» GIVEN REQUEST
Which rows below contain the string "work", with case counting? Pick out each of them and copy it in full.

━━━

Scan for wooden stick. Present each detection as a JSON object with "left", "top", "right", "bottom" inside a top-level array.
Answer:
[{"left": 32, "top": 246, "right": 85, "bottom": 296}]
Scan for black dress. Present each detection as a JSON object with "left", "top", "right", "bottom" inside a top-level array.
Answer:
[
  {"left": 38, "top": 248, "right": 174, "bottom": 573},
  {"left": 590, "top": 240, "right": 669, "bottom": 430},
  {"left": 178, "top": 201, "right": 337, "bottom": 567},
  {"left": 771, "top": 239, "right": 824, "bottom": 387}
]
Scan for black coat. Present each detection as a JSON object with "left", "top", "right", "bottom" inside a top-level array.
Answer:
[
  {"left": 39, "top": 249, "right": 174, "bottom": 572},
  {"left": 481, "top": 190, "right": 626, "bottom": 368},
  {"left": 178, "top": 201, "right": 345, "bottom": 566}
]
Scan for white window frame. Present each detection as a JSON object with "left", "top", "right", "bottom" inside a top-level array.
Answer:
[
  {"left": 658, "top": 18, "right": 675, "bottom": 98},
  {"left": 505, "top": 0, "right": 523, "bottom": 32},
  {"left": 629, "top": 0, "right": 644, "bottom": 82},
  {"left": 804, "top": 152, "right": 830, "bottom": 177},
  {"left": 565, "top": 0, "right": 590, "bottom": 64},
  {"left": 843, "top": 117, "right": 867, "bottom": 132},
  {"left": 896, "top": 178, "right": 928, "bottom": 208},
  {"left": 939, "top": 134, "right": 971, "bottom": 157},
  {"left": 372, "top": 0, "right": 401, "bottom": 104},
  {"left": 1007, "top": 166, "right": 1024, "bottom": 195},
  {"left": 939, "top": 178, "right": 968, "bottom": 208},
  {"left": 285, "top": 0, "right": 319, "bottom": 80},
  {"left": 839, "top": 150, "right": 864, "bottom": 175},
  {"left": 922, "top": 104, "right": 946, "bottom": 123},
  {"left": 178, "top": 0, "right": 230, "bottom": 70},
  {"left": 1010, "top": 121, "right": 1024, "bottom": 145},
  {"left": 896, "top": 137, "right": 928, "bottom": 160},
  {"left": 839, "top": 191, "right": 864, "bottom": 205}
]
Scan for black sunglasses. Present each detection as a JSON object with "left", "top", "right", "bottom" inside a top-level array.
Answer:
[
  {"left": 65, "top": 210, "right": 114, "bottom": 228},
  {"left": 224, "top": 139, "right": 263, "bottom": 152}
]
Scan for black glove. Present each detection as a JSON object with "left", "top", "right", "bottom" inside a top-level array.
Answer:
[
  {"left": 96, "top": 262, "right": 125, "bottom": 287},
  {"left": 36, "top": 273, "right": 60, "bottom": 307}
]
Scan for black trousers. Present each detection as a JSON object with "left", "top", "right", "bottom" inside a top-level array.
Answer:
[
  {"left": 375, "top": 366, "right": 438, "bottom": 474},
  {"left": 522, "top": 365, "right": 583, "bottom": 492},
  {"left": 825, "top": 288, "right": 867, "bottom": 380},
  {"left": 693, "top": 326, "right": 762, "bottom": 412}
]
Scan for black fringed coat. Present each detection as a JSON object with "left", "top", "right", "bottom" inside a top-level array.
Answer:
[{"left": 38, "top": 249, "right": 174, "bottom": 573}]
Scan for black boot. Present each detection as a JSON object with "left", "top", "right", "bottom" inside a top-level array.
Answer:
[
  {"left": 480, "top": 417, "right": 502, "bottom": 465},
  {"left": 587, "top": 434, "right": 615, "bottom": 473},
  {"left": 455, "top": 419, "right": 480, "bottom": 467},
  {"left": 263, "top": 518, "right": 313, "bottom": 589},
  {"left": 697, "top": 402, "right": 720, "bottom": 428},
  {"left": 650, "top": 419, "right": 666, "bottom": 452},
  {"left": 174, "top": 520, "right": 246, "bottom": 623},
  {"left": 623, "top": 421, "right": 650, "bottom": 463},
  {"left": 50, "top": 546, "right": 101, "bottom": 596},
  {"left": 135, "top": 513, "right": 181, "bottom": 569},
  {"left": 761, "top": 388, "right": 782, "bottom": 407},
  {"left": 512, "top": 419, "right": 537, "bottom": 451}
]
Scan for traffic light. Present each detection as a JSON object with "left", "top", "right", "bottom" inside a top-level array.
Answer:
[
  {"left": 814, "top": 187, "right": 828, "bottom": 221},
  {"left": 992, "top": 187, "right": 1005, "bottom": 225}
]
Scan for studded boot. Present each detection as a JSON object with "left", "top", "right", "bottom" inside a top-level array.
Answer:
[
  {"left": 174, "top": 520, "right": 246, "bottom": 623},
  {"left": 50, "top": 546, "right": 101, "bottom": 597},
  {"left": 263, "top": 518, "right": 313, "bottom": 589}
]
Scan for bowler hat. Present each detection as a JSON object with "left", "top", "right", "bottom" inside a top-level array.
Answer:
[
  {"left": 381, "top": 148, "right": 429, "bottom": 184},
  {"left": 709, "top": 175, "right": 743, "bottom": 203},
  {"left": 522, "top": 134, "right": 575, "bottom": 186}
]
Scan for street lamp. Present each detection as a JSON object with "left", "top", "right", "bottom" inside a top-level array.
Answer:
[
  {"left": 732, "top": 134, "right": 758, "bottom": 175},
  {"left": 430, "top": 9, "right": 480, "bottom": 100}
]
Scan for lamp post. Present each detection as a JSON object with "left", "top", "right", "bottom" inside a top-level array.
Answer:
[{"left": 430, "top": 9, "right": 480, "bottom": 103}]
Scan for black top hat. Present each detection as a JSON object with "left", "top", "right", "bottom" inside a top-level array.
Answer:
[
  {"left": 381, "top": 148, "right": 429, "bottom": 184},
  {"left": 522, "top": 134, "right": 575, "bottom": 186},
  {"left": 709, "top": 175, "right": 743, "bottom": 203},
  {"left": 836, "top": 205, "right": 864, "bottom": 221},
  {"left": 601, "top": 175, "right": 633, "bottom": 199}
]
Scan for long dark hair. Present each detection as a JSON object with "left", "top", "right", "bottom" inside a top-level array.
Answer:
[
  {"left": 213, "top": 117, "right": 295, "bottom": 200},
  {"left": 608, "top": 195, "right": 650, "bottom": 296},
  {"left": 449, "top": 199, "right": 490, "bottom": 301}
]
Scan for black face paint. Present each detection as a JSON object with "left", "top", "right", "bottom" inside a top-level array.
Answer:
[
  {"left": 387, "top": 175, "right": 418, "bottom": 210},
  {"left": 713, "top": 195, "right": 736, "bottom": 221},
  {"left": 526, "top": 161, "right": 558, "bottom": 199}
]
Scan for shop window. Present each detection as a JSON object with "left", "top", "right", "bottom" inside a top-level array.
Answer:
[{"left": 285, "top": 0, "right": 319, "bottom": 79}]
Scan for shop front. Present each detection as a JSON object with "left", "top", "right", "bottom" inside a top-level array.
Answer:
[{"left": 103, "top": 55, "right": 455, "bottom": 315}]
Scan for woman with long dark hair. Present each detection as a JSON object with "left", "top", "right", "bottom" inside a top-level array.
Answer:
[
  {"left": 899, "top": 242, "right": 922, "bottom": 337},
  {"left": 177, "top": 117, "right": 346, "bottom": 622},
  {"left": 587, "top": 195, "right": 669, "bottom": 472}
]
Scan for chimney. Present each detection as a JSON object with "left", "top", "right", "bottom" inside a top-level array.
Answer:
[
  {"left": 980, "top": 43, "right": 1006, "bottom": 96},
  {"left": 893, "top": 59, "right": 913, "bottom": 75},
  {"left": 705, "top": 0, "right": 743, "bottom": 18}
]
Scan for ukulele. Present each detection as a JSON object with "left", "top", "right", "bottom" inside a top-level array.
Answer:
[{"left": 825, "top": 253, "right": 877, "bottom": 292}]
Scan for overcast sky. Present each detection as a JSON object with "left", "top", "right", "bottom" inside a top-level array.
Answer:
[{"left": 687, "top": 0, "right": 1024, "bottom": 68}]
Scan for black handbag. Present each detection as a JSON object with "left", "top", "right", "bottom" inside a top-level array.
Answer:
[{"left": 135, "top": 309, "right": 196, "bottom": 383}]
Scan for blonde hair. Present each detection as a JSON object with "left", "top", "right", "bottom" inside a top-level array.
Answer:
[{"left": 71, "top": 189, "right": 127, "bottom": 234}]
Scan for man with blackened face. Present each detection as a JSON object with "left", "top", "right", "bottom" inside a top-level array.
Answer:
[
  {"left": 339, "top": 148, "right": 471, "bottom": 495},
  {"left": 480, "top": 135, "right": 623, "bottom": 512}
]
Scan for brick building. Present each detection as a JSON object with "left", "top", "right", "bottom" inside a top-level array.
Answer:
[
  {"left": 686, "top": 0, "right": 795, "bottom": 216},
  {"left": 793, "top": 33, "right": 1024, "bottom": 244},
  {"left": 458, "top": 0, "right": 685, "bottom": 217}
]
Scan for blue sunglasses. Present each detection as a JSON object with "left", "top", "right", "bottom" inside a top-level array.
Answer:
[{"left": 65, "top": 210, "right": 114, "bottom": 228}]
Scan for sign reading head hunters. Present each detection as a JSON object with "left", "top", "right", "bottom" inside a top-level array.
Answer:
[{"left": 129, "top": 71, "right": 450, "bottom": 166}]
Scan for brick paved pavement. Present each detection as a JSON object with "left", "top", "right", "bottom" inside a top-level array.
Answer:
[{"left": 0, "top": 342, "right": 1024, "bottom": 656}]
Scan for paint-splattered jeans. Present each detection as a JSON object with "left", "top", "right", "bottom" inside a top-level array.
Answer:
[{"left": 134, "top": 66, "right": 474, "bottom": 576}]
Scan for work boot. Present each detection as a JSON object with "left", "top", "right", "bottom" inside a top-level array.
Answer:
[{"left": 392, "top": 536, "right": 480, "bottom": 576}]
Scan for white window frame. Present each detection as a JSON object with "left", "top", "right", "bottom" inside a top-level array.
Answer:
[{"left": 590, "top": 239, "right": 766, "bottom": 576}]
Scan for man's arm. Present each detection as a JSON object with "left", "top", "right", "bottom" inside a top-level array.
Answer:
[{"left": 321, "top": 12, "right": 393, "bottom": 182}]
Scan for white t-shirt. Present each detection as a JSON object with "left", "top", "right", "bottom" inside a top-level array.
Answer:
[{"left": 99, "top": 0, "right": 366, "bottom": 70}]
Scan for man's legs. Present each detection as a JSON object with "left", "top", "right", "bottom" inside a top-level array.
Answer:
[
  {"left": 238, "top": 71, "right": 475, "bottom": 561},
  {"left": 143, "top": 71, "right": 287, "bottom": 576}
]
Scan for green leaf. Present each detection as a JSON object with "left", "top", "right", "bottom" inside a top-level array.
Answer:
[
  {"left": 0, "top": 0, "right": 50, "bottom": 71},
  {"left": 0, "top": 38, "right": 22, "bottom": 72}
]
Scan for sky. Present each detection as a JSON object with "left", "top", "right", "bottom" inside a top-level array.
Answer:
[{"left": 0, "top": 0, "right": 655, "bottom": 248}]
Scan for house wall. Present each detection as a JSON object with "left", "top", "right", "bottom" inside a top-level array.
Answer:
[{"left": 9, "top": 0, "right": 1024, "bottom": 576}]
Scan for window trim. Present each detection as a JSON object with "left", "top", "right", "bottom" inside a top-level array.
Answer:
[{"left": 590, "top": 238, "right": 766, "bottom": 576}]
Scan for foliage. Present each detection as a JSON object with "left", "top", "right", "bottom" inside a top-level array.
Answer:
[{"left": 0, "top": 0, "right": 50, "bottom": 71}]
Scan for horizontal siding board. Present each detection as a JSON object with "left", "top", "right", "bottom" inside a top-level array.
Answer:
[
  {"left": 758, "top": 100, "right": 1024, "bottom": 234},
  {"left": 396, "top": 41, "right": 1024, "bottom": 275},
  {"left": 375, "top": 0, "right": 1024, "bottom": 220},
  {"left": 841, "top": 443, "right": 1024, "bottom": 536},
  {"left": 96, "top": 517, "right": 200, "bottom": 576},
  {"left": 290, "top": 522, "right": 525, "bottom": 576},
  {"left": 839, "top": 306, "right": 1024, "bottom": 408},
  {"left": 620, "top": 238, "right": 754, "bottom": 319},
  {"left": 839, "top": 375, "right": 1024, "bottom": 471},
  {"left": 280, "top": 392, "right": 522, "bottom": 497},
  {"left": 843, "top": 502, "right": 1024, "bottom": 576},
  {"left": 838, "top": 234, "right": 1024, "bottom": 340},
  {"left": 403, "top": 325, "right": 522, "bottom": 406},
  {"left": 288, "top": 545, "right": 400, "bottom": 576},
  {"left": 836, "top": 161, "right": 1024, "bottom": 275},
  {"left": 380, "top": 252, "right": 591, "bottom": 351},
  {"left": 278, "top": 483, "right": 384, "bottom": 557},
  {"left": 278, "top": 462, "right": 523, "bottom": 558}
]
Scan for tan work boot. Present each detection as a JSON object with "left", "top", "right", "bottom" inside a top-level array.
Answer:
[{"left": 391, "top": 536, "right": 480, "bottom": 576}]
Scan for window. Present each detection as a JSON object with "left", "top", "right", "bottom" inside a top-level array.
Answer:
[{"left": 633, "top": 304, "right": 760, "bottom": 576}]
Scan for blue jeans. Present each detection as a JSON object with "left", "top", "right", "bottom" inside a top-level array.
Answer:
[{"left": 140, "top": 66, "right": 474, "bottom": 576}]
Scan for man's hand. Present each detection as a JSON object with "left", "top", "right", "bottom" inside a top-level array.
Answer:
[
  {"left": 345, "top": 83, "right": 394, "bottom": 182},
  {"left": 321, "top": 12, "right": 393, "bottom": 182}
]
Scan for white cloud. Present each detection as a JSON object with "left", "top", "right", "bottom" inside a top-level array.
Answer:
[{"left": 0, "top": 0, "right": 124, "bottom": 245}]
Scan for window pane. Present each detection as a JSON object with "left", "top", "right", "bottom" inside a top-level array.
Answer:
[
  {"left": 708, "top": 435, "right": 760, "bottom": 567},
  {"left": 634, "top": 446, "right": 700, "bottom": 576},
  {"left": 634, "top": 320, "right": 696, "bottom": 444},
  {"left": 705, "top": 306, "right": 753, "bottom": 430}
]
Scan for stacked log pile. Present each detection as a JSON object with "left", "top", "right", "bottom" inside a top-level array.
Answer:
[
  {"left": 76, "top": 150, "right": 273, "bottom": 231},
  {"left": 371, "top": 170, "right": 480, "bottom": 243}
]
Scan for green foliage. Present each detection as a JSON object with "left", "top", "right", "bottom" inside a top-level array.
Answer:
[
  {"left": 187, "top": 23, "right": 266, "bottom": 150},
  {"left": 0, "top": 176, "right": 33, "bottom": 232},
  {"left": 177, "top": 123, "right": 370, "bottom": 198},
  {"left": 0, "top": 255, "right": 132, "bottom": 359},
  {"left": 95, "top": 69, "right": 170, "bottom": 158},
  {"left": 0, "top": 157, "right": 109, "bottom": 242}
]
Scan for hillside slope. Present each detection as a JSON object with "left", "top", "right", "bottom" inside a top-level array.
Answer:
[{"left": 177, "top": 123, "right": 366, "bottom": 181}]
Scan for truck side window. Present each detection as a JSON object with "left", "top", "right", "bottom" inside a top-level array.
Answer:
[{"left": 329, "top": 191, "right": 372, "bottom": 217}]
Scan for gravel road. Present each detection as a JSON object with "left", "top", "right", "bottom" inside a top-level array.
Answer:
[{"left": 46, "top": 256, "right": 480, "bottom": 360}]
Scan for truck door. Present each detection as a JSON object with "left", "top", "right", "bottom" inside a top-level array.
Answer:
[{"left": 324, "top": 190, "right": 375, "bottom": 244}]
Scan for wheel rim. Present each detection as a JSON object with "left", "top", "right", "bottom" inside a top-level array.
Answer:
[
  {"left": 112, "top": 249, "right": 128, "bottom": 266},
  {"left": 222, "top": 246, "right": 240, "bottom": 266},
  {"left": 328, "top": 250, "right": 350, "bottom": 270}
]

━━━

» COMPLETE RESPONSE
Scan for work boot. Present each detection as a JSON object with "left", "top", "right", "bottom" inside a top-level array.
Scan for tan work boot. Present each detection as a JSON object with "left", "top", "right", "bottom" inside a top-level array.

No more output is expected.